→ **SET PROBLEM 1**: List every person named in the Rafah account.
→ **SET PROBLEM 2**: Carry on the Rafah account, starting after its final sentence.
#### TEXT
Two little girls, Manar and Sabine are showing us around blocks O and J of Rafah refugee camp, the site of Israel’s largest home demolition operation since the start of the uprising in September 2000. “What’s your name?”, I asked a little guy walking around the rubble of demolished homes in Rafah’s refugee camp. “I am Mahmoud,” he said. The boy, perhaps 10-years-old, looks disturbed.
Rafah has been repeatedly subjected to home demolitions. From the beginning of the Intifada until 9 January 2002, 102 houses on its periphery have been completely destroyed.
On 10 January 2002, 59 additional homes in Block O were completely destroyed by Israeli bulldozers accompanied by tanks and jeeps of soldiers.
Again, on 12 January, 40 homes in Block J, next to Block O, were levelled. Another 41 homes were rendered uninhabitable and a further 70 homes sustained damage following the firing of heavy tank shells and an as yet unidentified large explosion, for which the Israeli forces are believed to be responsible. These home demolitions left some of the 1,700 Palestinian refugees affected homeless for the second or sometimes third time.
Mahmoud points to a poster on one of the walls. The poster shows two Palestinian faces. “That’s my brother and my cousin.” The poster shows fifteen year old Muhammad Abu Libde who was killed on 8 September 2001 by heavy machine gun fire and Akram Abu Libdeh who was killed two weeks later by shrapnel in his head during Israeli shelling of Rafah.
Half of Gaza’s Palestinian population is younger than 18 years old. Palestinian children and youth in Gaza have a high prevalence rate of exposure to traumatic events and emotional and behavioral problems. This not only affects their behavior now, but also in the future.
We were accompanying Iyad and Ibrahim, two lawyers from the Palestinian Center for Human Rights in Gaza, on a visit to the families and owners of the demolished homes in Rafah. A committee representing the families was established and inhabitants of the demolished homes were filling forms and providing proof of ownership and damages to the lawyers to prepare for a lawsuit.
########
#### EXTRACTED ENTRIES
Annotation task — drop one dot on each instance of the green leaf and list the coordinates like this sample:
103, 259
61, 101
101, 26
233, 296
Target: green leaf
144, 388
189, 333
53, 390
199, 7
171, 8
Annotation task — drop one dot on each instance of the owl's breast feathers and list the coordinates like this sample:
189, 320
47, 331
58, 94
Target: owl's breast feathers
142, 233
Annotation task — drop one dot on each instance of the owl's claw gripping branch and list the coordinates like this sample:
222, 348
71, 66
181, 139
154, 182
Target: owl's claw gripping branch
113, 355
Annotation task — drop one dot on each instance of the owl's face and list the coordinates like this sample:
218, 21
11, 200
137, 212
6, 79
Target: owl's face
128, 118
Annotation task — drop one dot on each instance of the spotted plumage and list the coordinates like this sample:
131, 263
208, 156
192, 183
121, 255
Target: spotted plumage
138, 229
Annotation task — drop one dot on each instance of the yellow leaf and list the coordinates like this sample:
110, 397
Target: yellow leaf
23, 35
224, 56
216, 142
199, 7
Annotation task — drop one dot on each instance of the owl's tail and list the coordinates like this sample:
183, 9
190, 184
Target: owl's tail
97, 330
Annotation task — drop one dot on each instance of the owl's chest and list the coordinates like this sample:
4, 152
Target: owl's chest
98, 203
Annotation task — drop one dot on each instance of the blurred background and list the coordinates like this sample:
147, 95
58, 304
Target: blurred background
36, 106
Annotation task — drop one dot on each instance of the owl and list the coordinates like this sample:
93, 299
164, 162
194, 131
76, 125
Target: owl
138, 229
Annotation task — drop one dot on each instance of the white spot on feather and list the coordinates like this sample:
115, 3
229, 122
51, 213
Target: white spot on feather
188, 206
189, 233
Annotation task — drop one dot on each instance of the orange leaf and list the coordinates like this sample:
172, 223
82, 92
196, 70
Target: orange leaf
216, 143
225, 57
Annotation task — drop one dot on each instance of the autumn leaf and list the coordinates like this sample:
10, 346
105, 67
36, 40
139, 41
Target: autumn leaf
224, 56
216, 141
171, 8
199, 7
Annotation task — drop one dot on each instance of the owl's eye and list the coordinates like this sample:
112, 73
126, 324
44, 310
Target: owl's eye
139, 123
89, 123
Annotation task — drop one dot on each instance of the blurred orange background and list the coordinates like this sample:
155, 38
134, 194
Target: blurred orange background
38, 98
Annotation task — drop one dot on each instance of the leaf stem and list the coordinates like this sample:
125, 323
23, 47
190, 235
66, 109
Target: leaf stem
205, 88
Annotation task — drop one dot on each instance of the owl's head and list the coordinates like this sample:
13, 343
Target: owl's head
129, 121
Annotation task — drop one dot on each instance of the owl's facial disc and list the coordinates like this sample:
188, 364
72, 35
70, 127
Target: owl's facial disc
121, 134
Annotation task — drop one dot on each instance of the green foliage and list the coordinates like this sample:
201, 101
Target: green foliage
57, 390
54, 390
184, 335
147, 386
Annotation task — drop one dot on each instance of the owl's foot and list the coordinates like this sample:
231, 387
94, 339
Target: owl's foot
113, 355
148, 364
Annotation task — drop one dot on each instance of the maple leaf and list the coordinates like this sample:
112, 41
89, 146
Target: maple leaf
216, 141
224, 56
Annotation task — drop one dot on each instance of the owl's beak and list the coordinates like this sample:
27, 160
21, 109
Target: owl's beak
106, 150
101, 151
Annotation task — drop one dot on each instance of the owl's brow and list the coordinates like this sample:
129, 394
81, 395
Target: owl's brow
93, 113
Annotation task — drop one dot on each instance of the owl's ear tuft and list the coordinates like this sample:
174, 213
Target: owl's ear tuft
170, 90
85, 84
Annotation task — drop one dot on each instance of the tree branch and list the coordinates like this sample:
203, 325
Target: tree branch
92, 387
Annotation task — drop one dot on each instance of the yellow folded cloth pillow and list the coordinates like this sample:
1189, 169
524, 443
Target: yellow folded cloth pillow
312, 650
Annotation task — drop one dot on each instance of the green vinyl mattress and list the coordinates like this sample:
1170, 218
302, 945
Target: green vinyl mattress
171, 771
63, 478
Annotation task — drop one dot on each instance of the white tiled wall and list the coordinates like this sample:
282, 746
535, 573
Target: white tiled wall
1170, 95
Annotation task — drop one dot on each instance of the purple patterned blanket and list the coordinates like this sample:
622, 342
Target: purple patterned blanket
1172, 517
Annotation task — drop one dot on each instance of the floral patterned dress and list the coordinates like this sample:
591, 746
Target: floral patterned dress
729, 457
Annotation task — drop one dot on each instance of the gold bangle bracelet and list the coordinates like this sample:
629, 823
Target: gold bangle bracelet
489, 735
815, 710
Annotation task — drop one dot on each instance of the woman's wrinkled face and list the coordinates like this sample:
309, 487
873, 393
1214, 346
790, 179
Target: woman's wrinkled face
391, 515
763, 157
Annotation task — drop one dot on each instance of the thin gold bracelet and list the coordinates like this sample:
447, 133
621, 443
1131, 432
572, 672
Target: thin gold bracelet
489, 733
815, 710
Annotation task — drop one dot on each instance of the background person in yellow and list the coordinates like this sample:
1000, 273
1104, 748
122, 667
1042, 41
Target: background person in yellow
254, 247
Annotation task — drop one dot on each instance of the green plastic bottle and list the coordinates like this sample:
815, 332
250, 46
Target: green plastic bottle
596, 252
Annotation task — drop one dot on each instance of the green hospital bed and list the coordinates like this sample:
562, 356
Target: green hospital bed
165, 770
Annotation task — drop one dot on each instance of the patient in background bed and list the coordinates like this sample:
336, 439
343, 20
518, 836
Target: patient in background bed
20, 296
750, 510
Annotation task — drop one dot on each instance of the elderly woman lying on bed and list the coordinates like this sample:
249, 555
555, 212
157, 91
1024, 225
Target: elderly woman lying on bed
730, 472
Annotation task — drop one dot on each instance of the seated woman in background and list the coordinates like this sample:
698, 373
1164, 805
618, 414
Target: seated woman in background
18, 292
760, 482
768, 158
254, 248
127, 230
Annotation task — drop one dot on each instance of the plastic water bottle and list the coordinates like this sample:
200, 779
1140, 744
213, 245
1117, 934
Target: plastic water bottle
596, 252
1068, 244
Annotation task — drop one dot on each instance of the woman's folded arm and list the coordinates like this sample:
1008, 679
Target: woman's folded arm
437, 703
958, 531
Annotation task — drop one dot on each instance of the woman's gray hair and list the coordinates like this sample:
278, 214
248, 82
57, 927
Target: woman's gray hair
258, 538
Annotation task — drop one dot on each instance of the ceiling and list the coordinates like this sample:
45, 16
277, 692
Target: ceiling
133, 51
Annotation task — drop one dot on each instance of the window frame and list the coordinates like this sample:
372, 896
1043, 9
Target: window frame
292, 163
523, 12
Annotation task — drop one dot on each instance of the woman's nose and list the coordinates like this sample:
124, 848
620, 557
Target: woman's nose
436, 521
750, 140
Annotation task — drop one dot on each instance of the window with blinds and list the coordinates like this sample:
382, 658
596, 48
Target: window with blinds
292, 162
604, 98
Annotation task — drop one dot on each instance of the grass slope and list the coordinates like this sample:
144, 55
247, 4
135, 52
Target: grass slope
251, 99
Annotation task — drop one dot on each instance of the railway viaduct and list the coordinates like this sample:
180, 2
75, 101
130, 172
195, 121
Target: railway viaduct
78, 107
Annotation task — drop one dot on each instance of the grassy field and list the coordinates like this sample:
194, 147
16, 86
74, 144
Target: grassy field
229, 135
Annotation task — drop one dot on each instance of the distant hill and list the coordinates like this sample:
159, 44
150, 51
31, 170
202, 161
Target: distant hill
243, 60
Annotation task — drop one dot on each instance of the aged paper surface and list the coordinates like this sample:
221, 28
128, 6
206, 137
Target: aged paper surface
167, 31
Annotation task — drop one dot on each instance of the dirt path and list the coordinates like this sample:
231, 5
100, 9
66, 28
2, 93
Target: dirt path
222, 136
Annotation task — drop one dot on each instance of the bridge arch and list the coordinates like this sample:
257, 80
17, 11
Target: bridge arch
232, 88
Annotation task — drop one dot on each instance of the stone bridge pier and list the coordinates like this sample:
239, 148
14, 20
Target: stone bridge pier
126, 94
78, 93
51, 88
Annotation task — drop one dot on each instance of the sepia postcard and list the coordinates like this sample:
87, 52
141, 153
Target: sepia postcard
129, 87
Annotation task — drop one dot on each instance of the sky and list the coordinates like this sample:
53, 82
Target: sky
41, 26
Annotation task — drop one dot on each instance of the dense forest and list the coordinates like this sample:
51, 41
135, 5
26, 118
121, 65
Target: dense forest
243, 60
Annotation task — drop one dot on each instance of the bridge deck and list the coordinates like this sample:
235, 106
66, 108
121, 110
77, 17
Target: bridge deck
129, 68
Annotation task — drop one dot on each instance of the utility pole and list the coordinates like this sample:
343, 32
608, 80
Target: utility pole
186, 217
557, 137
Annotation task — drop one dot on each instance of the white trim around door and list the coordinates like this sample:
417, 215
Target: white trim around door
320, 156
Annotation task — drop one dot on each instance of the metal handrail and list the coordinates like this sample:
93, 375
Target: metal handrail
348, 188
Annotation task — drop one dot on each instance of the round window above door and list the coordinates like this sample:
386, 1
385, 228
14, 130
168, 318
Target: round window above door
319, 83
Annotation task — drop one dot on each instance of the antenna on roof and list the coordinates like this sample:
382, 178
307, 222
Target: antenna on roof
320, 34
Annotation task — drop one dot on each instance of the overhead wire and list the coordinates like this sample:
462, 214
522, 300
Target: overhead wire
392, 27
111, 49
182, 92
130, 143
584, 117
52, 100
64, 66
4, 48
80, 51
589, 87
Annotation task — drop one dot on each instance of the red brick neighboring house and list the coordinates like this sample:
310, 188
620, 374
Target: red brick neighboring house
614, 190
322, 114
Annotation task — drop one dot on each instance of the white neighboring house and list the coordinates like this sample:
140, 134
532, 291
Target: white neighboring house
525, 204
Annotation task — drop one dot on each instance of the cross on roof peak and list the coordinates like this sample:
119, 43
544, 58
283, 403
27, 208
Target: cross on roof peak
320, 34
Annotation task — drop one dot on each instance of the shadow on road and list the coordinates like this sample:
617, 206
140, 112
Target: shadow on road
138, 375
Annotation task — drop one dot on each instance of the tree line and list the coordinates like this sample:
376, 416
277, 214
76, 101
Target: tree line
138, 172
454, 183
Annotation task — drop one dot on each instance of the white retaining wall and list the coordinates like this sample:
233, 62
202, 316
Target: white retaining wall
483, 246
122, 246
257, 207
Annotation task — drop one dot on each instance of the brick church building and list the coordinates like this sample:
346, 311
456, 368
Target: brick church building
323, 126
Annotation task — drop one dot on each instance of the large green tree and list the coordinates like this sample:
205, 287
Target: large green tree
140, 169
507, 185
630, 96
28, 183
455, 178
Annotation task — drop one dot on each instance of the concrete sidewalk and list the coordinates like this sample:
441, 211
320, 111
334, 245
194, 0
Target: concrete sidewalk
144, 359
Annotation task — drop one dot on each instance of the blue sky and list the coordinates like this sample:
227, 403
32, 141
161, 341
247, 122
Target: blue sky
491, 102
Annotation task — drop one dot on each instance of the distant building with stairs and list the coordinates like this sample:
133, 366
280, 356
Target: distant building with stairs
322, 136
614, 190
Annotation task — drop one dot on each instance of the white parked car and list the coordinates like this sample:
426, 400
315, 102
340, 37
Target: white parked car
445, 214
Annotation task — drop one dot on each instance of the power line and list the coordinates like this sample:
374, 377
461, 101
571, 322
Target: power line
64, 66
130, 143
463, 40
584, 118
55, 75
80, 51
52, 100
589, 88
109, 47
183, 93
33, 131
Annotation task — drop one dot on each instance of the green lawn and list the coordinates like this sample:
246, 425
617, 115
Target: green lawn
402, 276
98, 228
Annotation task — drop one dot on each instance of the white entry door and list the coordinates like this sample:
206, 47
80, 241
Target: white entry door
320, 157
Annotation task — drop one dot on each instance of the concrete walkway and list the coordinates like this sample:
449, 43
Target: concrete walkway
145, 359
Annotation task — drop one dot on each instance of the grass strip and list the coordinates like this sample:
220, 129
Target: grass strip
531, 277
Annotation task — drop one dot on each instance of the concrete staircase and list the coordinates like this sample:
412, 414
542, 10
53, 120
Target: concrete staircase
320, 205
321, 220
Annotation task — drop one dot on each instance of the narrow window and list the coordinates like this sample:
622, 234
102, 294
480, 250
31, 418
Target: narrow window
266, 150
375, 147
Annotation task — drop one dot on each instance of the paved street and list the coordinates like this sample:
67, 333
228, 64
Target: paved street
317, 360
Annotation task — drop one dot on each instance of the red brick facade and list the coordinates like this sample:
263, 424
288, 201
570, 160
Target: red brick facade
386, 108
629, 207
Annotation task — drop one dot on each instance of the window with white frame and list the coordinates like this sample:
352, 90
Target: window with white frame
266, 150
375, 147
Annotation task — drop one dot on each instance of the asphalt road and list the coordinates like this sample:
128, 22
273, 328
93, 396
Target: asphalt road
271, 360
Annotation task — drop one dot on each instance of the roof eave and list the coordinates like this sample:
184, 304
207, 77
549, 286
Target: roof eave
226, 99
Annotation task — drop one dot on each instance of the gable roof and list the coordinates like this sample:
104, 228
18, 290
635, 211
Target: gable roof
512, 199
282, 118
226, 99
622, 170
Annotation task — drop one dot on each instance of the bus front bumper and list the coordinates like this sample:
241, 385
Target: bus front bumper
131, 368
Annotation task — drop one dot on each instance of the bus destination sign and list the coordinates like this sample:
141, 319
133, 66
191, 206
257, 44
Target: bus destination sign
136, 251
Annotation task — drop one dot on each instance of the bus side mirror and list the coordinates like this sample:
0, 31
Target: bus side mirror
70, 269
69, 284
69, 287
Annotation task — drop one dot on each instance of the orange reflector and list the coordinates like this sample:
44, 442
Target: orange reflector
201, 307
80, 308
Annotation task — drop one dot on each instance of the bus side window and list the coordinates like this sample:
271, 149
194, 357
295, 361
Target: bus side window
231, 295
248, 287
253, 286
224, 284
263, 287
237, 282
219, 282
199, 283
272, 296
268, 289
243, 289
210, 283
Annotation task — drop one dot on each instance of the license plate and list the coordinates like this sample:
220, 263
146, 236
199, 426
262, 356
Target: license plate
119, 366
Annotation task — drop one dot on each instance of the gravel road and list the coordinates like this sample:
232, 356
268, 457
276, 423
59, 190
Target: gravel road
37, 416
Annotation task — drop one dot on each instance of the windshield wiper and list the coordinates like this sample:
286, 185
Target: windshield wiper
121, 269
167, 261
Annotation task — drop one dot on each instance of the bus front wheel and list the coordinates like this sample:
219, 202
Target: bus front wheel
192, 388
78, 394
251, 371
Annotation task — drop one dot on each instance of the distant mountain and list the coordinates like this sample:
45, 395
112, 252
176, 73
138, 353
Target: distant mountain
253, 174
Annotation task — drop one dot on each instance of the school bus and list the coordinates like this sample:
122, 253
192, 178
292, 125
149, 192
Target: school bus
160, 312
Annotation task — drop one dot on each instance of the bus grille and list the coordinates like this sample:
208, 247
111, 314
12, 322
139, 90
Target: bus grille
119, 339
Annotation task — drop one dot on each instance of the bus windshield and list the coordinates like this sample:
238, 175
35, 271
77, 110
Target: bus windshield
########
→ **EXERCISE RESULT 1**: Manar, Sabine, Mahmoud, Muhammad Abu Libde, Akram Abu Libdeh, Iyad, Ibrahim

→ **EXERCISE RESULT 2**:
“But what about those lies about our homes being uninhabited, or that there were only 21 homes demolished?” asked one of the owners.
On Thursday night, January 10, the spokesman of the Israeli army said:
“Tonight, an IDF force carried out an engineering operation on the Israel-Egypt border near Rafah, during which a number of buildings that served as shelter for people shooting at the IDF forces operating in the area were discovered. There was also suspicion that these buildings served as a cover for tunnels used to smuggle arms from Egypt to the Palestinian Authority.”
Lies were told about the number of homes demolished. The spokesman of the Israeli army stated on January 11 that 14 houses had been destroyed. On Saturday, January 12, the chief of Southern Command, Major General Doron Almog said that 21 homes that were demolished, which had been abandoned for the last three months. That same day, some Israeli officers told the Israeli newspaper Ha’aretz that some of the homes were inhabited.
This added to the standard confusion resulting from different statistics in the immediate aftermath of the events. UNRWA, the United Nations Relief and Works Agency reported that 58 homes had been demolished. The Israeli human rights group B’Tselem found 60 demolished homes and 112 families made homeless.
The bigger picture
The Gaza Strip is an area of 360 square kilometers, slightly more than twice the size of Washington, DC. Gaza’s Palestinian population consists of more than 1.2 million Palestinians, of which three-fourth are refugees. Forty percent of this small area is fully controlled by more than 20,000 Israeli soldiers for the sake of 6,000 Israeli settlers. That is, 146 square kilometers out of the total area is used for Israeli settlements, military posts and roads, Erez check point area and border strip with Egypt. The remaining 219 square kilometers consist of 40 military checkpoints and road barriers.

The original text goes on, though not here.